→ **AIM**
Select each line below that contains the word "center", treating uppercase and lowercase letters as distinct. Reproduce every such line in full.

→ **DATASET ENTRIES**

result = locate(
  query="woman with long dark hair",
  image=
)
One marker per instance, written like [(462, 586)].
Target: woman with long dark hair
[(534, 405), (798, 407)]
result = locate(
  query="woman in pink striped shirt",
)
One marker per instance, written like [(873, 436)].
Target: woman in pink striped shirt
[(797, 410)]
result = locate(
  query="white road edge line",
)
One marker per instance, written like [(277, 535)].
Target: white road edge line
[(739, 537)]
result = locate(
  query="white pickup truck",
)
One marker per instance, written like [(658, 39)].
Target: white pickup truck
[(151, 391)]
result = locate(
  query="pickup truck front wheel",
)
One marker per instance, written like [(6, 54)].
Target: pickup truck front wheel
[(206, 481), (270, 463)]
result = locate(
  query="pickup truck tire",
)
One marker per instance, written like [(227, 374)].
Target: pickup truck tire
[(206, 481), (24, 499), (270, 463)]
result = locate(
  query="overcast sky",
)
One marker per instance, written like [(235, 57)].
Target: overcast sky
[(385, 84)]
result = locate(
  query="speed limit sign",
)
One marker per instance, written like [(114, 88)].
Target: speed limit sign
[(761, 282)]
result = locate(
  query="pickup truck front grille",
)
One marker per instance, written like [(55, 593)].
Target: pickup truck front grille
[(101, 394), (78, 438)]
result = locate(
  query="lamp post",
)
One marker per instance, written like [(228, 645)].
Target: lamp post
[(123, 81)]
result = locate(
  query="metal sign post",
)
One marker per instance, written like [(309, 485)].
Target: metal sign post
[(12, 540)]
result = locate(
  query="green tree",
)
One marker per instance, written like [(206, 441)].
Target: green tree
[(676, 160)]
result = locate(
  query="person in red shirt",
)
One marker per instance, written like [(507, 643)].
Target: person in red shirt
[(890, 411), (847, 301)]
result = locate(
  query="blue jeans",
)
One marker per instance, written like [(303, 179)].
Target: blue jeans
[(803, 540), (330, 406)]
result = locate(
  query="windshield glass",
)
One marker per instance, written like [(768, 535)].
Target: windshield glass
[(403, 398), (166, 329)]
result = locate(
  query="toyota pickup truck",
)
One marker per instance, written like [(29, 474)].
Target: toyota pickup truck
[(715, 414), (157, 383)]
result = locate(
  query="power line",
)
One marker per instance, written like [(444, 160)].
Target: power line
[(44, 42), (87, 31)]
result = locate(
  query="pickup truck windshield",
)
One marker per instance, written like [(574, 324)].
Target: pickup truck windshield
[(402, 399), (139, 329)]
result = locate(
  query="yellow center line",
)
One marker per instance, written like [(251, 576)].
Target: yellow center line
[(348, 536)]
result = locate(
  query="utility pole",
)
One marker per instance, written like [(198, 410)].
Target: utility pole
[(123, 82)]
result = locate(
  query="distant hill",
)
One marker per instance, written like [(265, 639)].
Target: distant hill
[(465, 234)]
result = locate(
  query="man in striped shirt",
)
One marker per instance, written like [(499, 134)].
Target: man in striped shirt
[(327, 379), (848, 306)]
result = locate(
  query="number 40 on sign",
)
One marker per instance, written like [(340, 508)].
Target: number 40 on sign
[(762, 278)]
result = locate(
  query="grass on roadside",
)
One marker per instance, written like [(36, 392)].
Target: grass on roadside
--
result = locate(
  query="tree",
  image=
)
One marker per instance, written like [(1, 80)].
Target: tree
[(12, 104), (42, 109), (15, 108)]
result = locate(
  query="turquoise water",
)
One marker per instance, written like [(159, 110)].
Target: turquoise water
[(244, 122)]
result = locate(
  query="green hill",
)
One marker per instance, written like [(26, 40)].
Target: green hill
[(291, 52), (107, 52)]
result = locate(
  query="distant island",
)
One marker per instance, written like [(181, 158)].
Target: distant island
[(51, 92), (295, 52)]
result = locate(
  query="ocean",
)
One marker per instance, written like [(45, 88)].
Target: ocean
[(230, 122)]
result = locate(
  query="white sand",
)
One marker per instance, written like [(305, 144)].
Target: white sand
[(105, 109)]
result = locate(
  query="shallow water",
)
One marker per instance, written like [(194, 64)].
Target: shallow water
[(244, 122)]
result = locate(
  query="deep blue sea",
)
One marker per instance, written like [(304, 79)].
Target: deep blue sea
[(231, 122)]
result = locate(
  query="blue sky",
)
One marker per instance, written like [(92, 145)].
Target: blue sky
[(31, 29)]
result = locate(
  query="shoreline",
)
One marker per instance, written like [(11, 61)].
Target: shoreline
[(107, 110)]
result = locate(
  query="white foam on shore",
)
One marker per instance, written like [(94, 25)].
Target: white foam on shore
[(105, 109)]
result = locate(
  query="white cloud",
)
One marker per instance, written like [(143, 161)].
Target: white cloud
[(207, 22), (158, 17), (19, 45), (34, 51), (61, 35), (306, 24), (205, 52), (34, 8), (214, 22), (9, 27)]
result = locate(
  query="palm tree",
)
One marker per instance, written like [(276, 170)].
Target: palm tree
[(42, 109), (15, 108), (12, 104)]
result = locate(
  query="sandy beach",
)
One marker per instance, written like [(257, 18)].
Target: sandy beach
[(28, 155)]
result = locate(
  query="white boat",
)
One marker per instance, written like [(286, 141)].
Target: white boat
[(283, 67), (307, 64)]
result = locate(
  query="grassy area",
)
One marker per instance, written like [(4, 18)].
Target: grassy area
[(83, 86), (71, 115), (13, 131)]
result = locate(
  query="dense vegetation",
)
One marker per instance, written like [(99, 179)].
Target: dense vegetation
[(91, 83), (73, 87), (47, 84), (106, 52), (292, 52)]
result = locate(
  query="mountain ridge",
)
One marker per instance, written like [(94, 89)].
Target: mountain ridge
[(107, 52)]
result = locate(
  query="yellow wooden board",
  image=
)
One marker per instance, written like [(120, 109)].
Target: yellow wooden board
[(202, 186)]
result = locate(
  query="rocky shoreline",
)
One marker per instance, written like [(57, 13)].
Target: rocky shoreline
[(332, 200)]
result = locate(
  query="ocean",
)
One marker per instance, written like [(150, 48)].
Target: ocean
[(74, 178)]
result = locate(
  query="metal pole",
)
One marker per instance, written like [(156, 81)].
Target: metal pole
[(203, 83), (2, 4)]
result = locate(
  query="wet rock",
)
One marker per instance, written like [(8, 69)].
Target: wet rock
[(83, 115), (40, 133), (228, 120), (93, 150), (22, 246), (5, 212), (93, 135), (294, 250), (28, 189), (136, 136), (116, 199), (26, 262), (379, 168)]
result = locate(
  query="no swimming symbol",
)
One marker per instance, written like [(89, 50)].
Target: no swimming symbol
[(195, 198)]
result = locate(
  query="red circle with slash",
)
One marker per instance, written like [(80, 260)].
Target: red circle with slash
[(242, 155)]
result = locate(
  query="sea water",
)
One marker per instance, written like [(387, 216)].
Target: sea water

→ **EXERCISE OUTPUT**
  query="yellow center line",
Target: yellow center line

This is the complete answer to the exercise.